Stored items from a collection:
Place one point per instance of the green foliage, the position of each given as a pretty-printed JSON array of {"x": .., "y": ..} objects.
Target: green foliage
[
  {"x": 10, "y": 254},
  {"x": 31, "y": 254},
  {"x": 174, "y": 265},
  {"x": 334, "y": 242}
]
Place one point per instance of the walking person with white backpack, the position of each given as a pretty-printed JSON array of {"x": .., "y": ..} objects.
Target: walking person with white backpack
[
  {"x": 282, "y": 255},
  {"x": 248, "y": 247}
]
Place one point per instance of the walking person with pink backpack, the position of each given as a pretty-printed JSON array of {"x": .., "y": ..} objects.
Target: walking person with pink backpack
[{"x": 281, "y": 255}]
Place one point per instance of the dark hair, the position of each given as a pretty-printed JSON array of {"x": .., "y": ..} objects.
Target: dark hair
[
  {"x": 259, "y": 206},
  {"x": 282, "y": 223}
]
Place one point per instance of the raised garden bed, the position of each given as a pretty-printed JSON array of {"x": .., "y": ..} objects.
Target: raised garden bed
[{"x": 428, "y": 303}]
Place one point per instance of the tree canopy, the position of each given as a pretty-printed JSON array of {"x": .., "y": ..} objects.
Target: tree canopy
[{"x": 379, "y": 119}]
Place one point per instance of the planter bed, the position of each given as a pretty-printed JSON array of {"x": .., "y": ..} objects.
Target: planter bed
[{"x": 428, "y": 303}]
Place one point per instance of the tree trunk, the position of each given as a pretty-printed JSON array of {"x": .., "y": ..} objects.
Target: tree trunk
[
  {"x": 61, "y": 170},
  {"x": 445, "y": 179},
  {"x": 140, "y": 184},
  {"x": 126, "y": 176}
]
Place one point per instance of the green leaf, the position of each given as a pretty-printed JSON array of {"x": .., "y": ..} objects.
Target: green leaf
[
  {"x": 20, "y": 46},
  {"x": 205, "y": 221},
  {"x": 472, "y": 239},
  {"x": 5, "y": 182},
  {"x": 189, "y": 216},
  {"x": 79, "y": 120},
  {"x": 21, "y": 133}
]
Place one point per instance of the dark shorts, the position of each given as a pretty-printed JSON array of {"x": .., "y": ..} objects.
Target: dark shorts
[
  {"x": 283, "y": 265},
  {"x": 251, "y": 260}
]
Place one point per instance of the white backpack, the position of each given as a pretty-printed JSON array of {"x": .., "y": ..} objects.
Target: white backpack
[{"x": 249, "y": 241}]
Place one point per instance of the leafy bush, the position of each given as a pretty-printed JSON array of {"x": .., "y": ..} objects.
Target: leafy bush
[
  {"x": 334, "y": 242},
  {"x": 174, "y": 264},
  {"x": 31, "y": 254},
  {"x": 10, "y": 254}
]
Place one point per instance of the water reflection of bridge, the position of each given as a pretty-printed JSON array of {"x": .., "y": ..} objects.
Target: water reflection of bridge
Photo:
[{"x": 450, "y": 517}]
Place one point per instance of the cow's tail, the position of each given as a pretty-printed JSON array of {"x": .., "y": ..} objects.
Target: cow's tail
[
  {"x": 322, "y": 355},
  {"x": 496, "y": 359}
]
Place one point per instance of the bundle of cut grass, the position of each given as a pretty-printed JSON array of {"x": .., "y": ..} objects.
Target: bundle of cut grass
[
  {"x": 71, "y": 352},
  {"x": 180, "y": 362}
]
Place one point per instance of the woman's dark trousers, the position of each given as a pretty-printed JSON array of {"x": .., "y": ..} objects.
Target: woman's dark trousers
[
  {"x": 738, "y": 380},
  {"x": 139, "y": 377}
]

▸ Directive
Reproduce the records in full, exactly as written.

▸ Result of the task
Place one point per instance of the green foliage, the position of each given as a pretty-printed JSON array of {"x": .., "y": ..} objects.
Target: green foliage
[
  {"x": 10, "y": 254},
  {"x": 31, "y": 254},
  {"x": 174, "y": 265},
  {"x": 334, "y": 242}
]
Place one point per instance of the walking person with white backpack, the position of each given as a pretty-printed JSON array of {"x": .., "y": ..} objects.
Target: walking person with white backpack
[
  {"x": 282, "y": 255},
  {"x": 248, "y": 247}
]
Place one point per instance of the walking person with pink backpack, the position of each given as a pretty-printed JSON array of {"x": .., "y": ..} objects.
Target: walking person with pink backpack
[{"x": 281, "y": 255}]
Place one point per instance of the dark hair, the position of each given as a pretty-printed JSON array of {"x": .., "y": ..} objects.
Target: dark hair
[
  {"x": 259, "y": 206},
  {"x": 282, "y": 223}
]
Place one point per instance of the raised garden bed, the position of each given as a pretty-printed JSON array of {"x": .., "y": ..} objects.
Target: raised garden bed
[{"x": 428, "y": 303}]
Place one point per instance of the tree canopy, the position of each given as a pretty-printed JSON array of {"x": .., "y": ..} objects.
Target: tree canopy
[{"x": 379, "y": 119}]
Place one point per instance of the planter bed, the position of each given as a pretty-printed JSON array of {"x": .., "y": ..} objects.
Target: planter bed
[{"x": 428, "y": 303}]
Place one point per instance of the tree trunk, the position of each given as a pretty-printed JSON array of {"x": .., "y": ..} objects.
Target: tree trunk
[
  {"x": 61, "y": 170},
  {"x": 445, "y": 179},
  {"x": 140, "y": 184},
  {"x": 126, "y": 176}
]
Place one point per instance of the green leaf, the position of each given as a pretty-printed JSON array of {"x": .., "y": ..} objects.
Target: green leaf
[
  {"x": 20, "y": 46},
  {"x": 205, "y": 221},
  {"x": 472, "y": 239},
  {"x": 5, "y": 182},
  {"x": 189, "y": 216},
  {"x": 79, "y": 120},
  {"x": 21, "y": 133}
]
Place one point per instance of the dark shorts, the position of each given as a pretty-printed JSON array of {"x": .., "y": ..} objects.
Target: dark shorts
[
  {"x": 283, "y": 265},
  {"x": 251, "y": 260}
]
Place one point per instance of the white backpack, the position of each given as a pretty-printed JSON array of {"x": .., "y": ..} objects.
Target: white backpack
[{"x": 249, "y": 241}]
Place one point per instance of the leafy bush, the position of each given as a pretty-printed JSON array of {"x": .., "y": ..} objects.
Target: leafy bush
[
  {"x": 334, "y": 242},
  {"x": 174, "y": 264},
  {"x": 31, "y": 254},
  {"x": 10, "y": 254}
]
Place one point per instance of the water reflection of bridge, the position of each given as a pretty-printed JSON array of {"x": .., "y": ..} objects.
Target: water reflection of bridge
Photo:
[{"x": 450, "y": 517}]
Place one point per instance of the cow's tail, the position of each given as a pretty-printed JSON array of {"x": .., "y": ..} objects.
Target: cow's tail
[
  {"x": 322, "y": 355},
  {"x": 496, "y": 359}
]
Place one point per instance of the bundle of cut grass, the position of each given as a pretty-printed JSON array of {"x": .., "y": ..} objects.
Target: bundle of cut grass
[
  {"x": 71, "y": 352},
  {"x": 180, "y": 362}
]
Place one point per instance of the woman's dark trousers, the position of each given as a pretty-printed JSON array of {"x": .., "y": ..} objects.
Target: woman's dark trousers
[
  {"x": 738, "y": 380},
  {"x": 139, "y": 377}
]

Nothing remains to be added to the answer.